▶ _What is expected_:
What follows is a block of records; reproduce all of it verbatim.

(Position identification records)
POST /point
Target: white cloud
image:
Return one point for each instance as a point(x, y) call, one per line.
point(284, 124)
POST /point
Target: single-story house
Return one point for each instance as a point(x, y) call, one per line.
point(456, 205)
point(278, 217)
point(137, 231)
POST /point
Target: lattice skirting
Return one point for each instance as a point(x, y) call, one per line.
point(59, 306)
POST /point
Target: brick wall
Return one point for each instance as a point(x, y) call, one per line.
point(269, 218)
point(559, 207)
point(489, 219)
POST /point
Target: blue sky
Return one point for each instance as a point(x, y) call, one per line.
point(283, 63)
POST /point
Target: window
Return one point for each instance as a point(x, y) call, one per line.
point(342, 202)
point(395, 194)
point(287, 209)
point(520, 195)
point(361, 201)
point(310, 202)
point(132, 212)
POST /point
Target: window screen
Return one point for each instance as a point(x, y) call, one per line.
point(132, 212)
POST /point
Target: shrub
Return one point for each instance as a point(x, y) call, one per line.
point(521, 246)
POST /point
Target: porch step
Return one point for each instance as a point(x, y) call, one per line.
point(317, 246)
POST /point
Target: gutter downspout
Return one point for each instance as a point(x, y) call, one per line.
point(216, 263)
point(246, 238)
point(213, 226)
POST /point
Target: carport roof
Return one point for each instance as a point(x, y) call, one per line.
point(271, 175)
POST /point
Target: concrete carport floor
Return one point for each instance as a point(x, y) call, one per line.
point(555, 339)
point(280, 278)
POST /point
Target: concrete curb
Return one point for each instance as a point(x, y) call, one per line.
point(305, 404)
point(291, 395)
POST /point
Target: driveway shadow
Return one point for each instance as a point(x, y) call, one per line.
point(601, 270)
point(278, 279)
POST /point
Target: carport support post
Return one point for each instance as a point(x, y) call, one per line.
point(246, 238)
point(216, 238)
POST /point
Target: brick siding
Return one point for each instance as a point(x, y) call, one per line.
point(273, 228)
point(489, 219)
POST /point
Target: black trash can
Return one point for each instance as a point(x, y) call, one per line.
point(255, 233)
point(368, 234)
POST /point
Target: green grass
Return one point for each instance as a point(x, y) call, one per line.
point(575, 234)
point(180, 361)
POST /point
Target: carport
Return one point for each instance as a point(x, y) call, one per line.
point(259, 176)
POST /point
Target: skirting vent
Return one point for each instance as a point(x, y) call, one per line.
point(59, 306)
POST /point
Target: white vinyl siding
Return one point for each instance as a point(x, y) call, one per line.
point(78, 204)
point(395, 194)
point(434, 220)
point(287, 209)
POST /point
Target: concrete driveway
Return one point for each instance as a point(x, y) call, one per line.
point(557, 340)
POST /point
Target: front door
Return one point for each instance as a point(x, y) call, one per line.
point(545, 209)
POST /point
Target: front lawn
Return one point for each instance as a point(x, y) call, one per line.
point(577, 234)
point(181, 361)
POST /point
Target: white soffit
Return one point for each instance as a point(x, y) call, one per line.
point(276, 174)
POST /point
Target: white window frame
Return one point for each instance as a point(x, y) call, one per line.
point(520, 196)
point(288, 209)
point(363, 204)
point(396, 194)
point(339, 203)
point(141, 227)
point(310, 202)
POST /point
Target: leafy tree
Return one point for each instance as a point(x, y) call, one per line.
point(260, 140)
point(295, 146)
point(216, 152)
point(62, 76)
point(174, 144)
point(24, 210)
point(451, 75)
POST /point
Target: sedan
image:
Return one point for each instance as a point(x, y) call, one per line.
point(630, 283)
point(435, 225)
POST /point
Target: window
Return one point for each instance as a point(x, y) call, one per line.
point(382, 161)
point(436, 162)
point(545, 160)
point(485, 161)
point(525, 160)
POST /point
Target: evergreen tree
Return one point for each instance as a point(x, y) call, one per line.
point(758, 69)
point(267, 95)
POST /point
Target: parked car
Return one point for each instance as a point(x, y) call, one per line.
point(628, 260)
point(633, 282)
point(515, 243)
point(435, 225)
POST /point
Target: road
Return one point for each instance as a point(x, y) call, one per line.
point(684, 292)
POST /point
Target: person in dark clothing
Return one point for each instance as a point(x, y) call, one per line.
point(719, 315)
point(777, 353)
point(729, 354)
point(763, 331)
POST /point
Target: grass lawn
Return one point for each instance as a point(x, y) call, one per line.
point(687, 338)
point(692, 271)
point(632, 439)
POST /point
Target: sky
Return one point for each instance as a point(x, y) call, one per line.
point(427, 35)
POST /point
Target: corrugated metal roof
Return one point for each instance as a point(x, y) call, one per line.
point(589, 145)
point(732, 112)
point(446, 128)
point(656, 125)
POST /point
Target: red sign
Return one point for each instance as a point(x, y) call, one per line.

▶ _Answer to this exercise_:
POST /point
Target: white cloud
image:
Return one point for each instance as a point(x, y) call, one per line.
point(284, 124)
POST /point
Target: single-story house
Return one point for each instance as a point(x, y) call, one per line.
point(456, 205)
point(278, 217)
point(137, 231)
POST /point
Target: lattice skirting
Return one point for each instance as a point(x, y) call, one per line.
point(59, 306)
POST /point
Target: brick wall
Return one point for each instance as a point(x, y) call, one per line.
point(269, 218)
point(559, 207)
point(489, 219)
POST /point
Target: blue sky
Return one point for each instance as a point(x, y) call, one per line.
point(283, 63)
POST /point
Target: window
Return one point for each instance as a point(x, y) call, one per line.
point(342, 202)
point(395, 194)
point(287, 209)
point(520, 195)
point(361, 201)
point(310, 202)
point(132, 212)
POST /point
Target: window screen
Return one point for each instance as a point(x, y) call, one per line.
point(132, 212)
POST /point
Target: shrub
Return one point for each instance as a point(x, y) call, one per line.
point(521, 246)
POST /point
Target: porch step
Return one point for each instance as a point(x, y) call, one per line.
point(317, 246)
POST /point
Target: gutter downspout
Return one point for each instance as a point(x, y) call, one per line.
point(216, 263)
point(246, 238)
point(213, 226)
POST /point
Target: carport roof
Return one point for each instance as a point(x, y) call, one per line.
point(271, 175)
POST /point
Target: concrete carport floor
Return one point for each instance as a point(x, y) call, one per line.
point(555, 339)
point(280, 278)
POST /point
Target: concrete curb
Return one point for each instance as a point(x, y) call, one per line.
point(305, 404)
point(291, 395)
POST /point
Target: driveway shadow
Return one point for each instance as a point(x, y) call, one per line.
point(601, 270)
point(278, 279)
POST /point
Target: carport support post
Return one point for each instance as a point(x, y) call, one per line.
point(246, 238)
point(216, 238)
POST /point
Target: brick siding
Return one point for each instance as a point(x, y) call, one per line.
point(273, 228)
point(489, 219)
POST /point
Target: black trash can
Return one point for each instance as a point(x, y) call, one per line.
point(255, 233)
point(368, 234)
POST /point
Target: green grass
Return one point for each instance as a point(x, y) call, one per line.
point(575, 234)
point(180, 361)
POST /point
Target: carport
Return one point for each instance as a point(x, y) call, one per line.
point(259, 176)
POST /point
Target: skirting vent
Return one point for each instance as a point(x, y) call, one per line.
point(59, 306)
POST /point
Target: white vinyl siding
Return one point for each instance as a point(x, y) call, one per line.
point(78, 204)
point(395, 194)
point(434, 220)
point(287, 209)
POST /point
Target: concrete driveway
Return one point for each instance as a point(x, y) call, one per line.
point(557, 340)
POST /point
Target: front door
Return one point for each instance as a point(x, y) call, one per line.
point(545, 209)
POST /point
Target: front lawn
Return one point for each instance as a point(x, y) call, one per line.
point(577, 234)
point(181, 361)
POST /point
Target: white soffit
Return one point for each instance as a point(x, y) call, one per line.
point(276, 174)
POST /point
Target: white window frame
Return one point for each instance as a point(x, y) call, one per line.
point(520, 196)
point(288, 209)
point(363, 204)
point(396, 194)
point(339, 203)
point(141, 227)
point(310, 202)
POST /point
Target: leafy tree
Return one point for each instance as a point(x, y) call, one per line.
point(260, 140)
point(295, 146)
point(216, 152)
point(62, 76)
point(174, 144)
point(24, 210)
point(451, 75)
POST /point
Target: sedan
image:
Return one point for each instance as a point(x, y) call, one per line.
point(630, 283)
point(435, 225)
POST /point
Target: window
Return one point for each instance as a point(x, y) call, one per line.
point(382, 161)
point(436, 162)
point(545, 160)
point(485, 161)
point(525, 160)
POST /point
Target: evergreen tree
Return one point for each instance as a point(x, y) call, one per line.
point(758, 69)
point(267, 95)
POST /point
Target: parked car
Return one point for each instance as a point(x, y) call, one per line.
point(628, 260)
point(633, 282)
point(515, 243)
point(435, 225)
POST /point
Target: road
Return one point for each instance as a point(x, y) call, one per line.
point(684, 292)
POST /point
Target: person in dark clothing
Return one point for each instance as a point(x, y) call, one per line.
point(719, 315)
point(777, 353)
point(729, 354)
point(763, 331)
POST /point
Target: grass lawn
Return one point for each instance as a point(x, y) call, one per line.
point(687, 338)
point(692, 271)
point(632, 439)
POST /point
Target: sky
Return one point for each instance as a point(x, y) call, one per line.
point(427, 35)
POST /point
Target: corrugated metal roof
Return one point for each instance as a point(x, y) call, one per line.
point(589, 145)
point(732, 112)
point(446, 128)
point(656, 125)
POST /point
Target: red sign
Return one point for each instance as a point(x, y) call, one per line.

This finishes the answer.